Page extract –
<<<<
# How do you differentiate  y =sqrtln(x^2-3x) using the chain rule?

##### 1 Answer

dy/dx=(2x-3)/(2(x^2-3x)sqrt(ln (x^2-3x))

#### Explanation:

$y = \sqrt{\ln \left({x}^{2} - 3 x\right)}$

$\frac{\mathrm{dy}}{\mathrm{dx}} = \frac{d}{\mathrm{dx}} \left(\sqrt{\ln \left({x}^{2} - 3 x\right)}\right)$

using formula: $\frac{d}{\mathrm{dx}} \left(\sqrt{u}\right) = \frac{1}{2 \sqrt{u}} \cdot \frac{\mathrm{du}}{\mathrm{dx}}$

$\frac{\mathrm{dy}}{\mathrm{dx}} = \frac{1}{2 \sqrt{\ln \left({x}^{2} - 3 x\right)}} \cdot \frac{d}{\mathrm{dx}} \left(\ln \left({x}^{2} - 3 x\right)\right)$

using now the formula:

$\frac{d}{\mathrm{dx}} \left(\ln u\right) = \frac{1}{u} \cdot \frac{\mathrm{du}}{\mathrm{dx}}$

$\frac{\mathrm{dy}}{\mathrm{dx}} = \frac{1}{2 \sqrt{\ln \left({x}^{2} - 3 x\right)}} \cdot \frac{1}{{x}^{2} - 3 x} \cdot \frac{d}{\mathrm{dx}} \left({x}^{2} - 3 x\right)$

$\frac{\mathrm{dy}}{\mathrm{dx}} = \frac{1}{2 \sqrt{\ln \left({x}^{2} - 3 x\right)}} \cdot \frac{1}{{x}^{2} - 3 x} \left(2 x - 3\right)$

After simplification, the final answer is

dy/dx=(2x-3)/(2(x^2-3x)sqrt(ln (x^2-3x))
>>>>
Exercise inputs –
<<<<
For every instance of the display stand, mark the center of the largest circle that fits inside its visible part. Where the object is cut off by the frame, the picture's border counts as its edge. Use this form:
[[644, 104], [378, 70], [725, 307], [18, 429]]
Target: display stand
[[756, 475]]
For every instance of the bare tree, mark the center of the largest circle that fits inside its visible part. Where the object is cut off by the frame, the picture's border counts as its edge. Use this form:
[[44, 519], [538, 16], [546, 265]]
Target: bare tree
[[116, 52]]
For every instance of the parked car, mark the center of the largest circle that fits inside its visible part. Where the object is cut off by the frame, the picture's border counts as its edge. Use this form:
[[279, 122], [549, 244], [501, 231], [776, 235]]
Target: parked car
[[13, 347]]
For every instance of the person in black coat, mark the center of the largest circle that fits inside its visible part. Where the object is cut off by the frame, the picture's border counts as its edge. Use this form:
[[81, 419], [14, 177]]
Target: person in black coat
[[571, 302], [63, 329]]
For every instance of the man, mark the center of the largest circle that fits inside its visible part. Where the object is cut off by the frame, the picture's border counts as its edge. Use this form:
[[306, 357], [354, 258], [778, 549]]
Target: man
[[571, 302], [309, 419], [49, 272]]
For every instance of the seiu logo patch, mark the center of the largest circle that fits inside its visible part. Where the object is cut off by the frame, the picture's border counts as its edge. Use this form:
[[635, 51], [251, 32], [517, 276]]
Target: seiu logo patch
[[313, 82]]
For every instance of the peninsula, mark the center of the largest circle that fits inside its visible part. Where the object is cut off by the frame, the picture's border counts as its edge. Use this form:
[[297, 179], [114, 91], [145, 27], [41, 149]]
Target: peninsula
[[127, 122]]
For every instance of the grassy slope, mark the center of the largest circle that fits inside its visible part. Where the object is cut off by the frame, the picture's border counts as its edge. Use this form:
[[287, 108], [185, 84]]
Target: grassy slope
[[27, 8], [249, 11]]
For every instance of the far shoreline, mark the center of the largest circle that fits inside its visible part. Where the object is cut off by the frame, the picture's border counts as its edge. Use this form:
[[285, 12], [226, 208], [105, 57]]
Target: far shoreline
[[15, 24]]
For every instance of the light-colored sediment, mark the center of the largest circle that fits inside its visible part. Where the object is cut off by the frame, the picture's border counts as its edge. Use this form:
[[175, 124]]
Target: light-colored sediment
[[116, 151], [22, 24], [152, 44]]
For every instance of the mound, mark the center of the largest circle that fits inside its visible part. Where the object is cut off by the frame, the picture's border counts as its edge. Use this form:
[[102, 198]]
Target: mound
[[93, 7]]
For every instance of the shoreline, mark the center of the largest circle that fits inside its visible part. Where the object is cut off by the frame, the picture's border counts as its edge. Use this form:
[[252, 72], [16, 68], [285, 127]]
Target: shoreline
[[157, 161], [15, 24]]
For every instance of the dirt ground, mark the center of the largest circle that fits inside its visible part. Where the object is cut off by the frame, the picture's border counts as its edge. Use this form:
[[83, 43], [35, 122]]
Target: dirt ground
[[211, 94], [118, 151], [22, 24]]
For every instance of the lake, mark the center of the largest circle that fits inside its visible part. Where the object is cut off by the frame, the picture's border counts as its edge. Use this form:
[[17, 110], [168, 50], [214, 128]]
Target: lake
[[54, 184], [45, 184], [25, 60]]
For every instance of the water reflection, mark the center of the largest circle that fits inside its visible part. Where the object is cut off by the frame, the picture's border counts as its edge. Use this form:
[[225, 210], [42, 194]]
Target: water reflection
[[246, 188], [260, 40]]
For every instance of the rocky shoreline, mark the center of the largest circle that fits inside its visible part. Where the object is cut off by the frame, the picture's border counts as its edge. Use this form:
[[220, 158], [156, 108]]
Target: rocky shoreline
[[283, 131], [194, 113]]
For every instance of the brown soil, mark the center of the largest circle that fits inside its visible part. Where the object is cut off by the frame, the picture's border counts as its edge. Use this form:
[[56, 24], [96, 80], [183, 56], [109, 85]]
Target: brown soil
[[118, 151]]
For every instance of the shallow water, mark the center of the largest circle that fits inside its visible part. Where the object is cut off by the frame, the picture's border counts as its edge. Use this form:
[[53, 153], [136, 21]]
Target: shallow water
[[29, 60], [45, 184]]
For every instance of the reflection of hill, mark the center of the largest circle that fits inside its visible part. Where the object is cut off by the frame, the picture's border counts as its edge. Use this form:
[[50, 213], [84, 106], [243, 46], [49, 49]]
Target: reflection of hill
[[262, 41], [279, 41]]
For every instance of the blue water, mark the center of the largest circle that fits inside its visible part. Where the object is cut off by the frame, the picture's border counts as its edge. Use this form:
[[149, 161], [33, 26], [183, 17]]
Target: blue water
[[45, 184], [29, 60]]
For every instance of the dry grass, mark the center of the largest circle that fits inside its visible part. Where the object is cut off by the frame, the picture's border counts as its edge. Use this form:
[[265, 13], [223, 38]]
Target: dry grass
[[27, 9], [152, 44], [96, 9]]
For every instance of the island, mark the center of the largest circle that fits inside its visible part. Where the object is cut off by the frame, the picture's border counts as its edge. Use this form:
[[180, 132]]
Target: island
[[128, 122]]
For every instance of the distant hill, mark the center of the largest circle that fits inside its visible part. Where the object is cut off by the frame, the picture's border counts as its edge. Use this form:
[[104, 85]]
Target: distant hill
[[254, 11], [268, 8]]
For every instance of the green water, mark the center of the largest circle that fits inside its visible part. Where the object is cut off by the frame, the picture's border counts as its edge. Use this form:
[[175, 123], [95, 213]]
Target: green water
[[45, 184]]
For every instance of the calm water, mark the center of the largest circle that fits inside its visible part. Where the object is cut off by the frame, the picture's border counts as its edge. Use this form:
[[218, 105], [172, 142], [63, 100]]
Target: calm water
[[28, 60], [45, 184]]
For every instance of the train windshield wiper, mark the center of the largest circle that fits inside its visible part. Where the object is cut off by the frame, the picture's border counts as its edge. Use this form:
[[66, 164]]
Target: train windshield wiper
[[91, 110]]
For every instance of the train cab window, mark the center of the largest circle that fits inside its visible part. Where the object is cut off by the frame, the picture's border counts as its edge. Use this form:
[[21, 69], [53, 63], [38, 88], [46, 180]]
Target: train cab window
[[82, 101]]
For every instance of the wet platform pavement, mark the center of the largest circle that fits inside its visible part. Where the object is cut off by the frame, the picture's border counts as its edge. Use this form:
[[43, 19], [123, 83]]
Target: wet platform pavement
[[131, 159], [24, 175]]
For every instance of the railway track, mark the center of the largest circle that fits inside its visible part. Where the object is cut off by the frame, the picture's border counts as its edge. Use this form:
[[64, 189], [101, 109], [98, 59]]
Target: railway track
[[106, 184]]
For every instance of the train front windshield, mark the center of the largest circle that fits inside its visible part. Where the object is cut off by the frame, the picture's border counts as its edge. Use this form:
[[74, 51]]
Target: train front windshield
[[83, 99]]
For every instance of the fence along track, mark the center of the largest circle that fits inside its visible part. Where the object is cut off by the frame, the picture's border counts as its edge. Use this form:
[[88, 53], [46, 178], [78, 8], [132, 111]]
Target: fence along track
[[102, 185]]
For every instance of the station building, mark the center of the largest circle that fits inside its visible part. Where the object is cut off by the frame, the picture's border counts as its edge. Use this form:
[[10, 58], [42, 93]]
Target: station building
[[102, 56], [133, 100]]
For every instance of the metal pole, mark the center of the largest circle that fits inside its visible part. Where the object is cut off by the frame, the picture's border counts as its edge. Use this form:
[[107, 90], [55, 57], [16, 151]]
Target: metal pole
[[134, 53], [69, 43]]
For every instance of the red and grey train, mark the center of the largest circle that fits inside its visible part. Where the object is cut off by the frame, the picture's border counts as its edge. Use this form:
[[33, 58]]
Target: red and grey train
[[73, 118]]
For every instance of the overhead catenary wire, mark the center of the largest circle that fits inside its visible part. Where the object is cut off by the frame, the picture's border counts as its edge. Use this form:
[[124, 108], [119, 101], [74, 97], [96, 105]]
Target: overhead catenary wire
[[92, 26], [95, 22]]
>>>>
Requirements –
1. Answer these questions from the chain rule derivation:
(a) Which formula does the derivation apply first?
(b) Which formula does it apply next?
(c) In the last step before simplification, what expression stands in for the derivative of x^2 - 3x?
2. Reproduce the records from the line with "For every instance of the train windshield" through the line with "[[91, 110]]", including both of those lines, character for character.

Answers per task –
1.
(a) d/dx(√u) = 1/(2√u) · du/dx
(b) d/dx(ln u) = 1/u · du/dx
(c) (2x - 3)

2.
For every instance of the train windshield wiper, mark the center of the largest circle that fits inside its visible part. Where the object is cut off by the frame, the picture's border counts as its edge. Use this form:
[[66, 164]]
Target: train windshield wiper
[[91, 110]]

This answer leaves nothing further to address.